So, I called Lowe's (where I bought it and who put it together) and they delivered a new one the next day and took that one away.

This one has been working great and the meats are awesome...I have yet to overcook anything and they all have great taste/flavor.  I went to a local store here and found some Mesquite pellets, but I don't think I'm as happy with that flavor...gonna try Apple next.

By the way, my father-in-law went to Lowe's last week in DFW to get the Chargriller and they said they aren't selling itanymore because they had too many returns.

So, that could be good or bad, but it is cheaper than Traeger, but maybe there's a reason they cost so much (you get what you pay for).

Good luck and thanks for checking in.


----------



## jwg299

I see Brinkman has a pellet grill now. I guess it's the hot thing.


----------



## smokinadam

The pellets are a mixture. Not sure the flavor they will give as its a mixture.  I like knowing the flavor of wood using. Price is great and reviews are good except a few novice users or lemons. Glad Lowes fixed you up when chargriller couldn't help because backordered.


----------



## kerbos5

So whats the verdict on this smoker, I was very close to picking up the phone and getting a Rec-Tec, but then I was at lowes and noticed this, and for half the price, surely the rec-tec doesn't make the food taste like double the price.....so naturally I came to my fellow smokingmeat forum friends. :)...I figured if anybody knows surely they would. :)


----------



## smokinadam

For the money so far it taste no different than the traeger we got at the cottage.  Nice thing is there's a place on it that allows you to adjust the amount of smoke you can use.  Not sure the small traeger has that feature.  For the price it's hard to beat it!


----------



## smo-ken

Hey Jeff.  Just bought the Char-Griller Pellet Grill and trying to figure out the right settings for slow smoking at low temp with a lot of smoke.  I've noticed that the temps vary widely when adjusting from smoke mode to cook mode.  What "P" setting did you use?  Any help would be appreciated.  Can't wait to start smoking!!!


----------



## smokinadam

SMOK - KEN on another board (not sure how to add it to link up here) xtrema just smoked sturgeon at 120° and held it there for 5 hours.  He said he used the smoke setting (should be lowest temp) and used p-7.  Hope this helps.

- TO BE DONE:
A) In the pellet grill thread, write out the part starting with "So whats the" and going on through "they would. :)", substituting "grill" for "smoker".
B) Carry on the pellet grill thread past its last post.

- INFORMATION SHOWN:
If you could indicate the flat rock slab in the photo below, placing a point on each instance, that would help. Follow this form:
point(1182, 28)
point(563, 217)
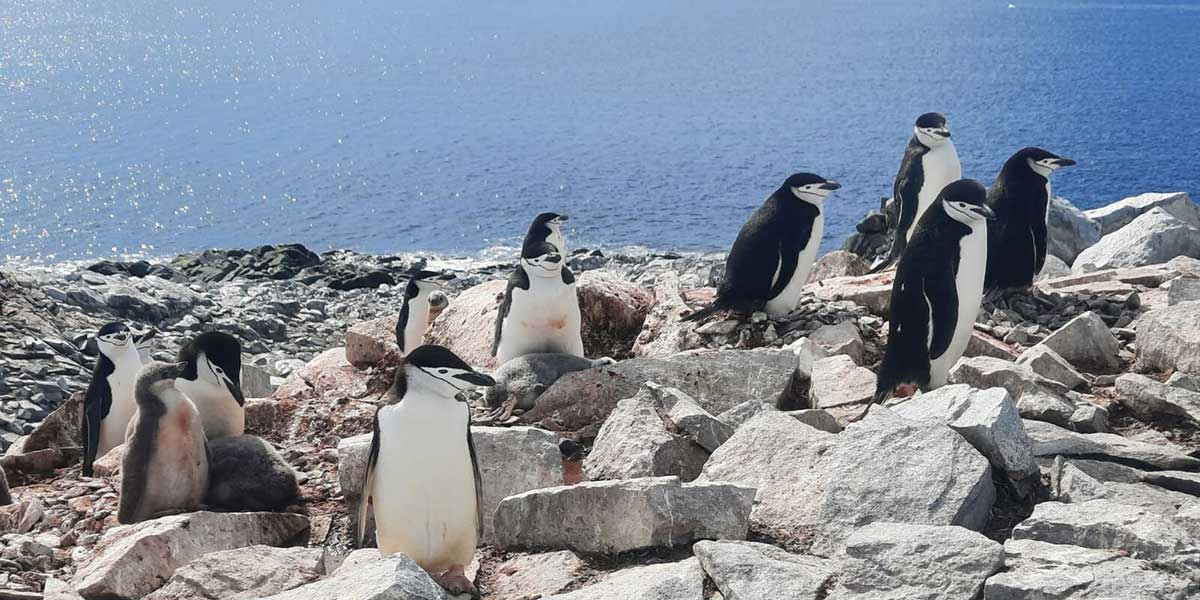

- RESPONSES BY TASK:
A)
So whats the verdict on this grill, I was very close to picking up the phone and getting a Rec-Tec, but then I was at lowes and noticed this, and for half the price, surely the rec-tec doesn't make the food taste like double the price.....so naturally I came to my fellow smokingmeat forum friends. :)...I figured if anybody knows surely they would. :)

B)
----------



## tim nutt

trager is nice,but not built  like when they first started building them.i personally checked out the chargriller at lowes,and for the money you are getting a wood pellet in my view just  as good as trager for half the price with the same amount of cookie space as the trager,and honestly better construction with digital control thermostat.im seriously thinking of getting one.i have read many reviews and for the most part they were very positive.for about 550 buckoroos you got a nice wood pellet grill.enjoy your smokin .


----------



## bamajeff

I just bought the Chargriller. Lowes has a 10% discount if you buy online. Just google Lowes online coupon 10%. I bought the grill, cover, free assembly for about $470 tax and all. Got 3 racks of baby backs on it right now. Will let you know how they turn out.


----------



## pillpusher

Does anyone know if the pellet saver hopper insert sold for the Traeger fits the hopper on the Char-Griller?

http://shop.pelletgrillaccessories.com/product.sc?productId=173&categoryId=8


----------



## bamajeff

I've been very pleased with the Chargriller thus far. I've done ribs twice, whole chickens, pizza, peach cobbler. Everything has been excellent. Pleased with the fit and finish of my unit. I may look to add a gasket seal around the door just to save a little on pellet consumption. I've got 3 buddies who have traegers and the fit/finish with my chargriller is comparable. The controller is an Ortech(same as Traeger). I can't see paying almost double for the same amount grilling space. 

We'll see how it fares in longevity wise, but right now, I'm very happy with the grill.


----------



## weekend smoker

Received my Chargrill pellet smoker as a father's day present.  It is definitely easier to use than the MasterBuilt bullet smoker I have been using for the last 12 years.

Noticed that the fan on the Chargrill runs constantly.  This does keep the pellets burning efficiently but it does not producer as much smoke as when the pellets smolder with no forced air.   Is the fan suppose to run the entire time?


----------



## angela

Did you try unplug it and replug it after a couple mins? I did it with mine and the ERR code was gone.


----------



## foxy3ls

MustangRS said:


> I bought mine at Lowe's on 3 Jan and just got it delivered today.  Unfortunately, while I was doing the process of 'seasoning' the grill, it stopped, and now gives me an "Err" code.  That specific code is NOT mentioned in the owner's manual, and I can't find it anywhere else.  I've taken all the pellets out (as much as I could from the auger prtion) figuring maybe the auger got stuck, but NOTHING.
> 
> Anyone else have this problem?  If so, what was the fix?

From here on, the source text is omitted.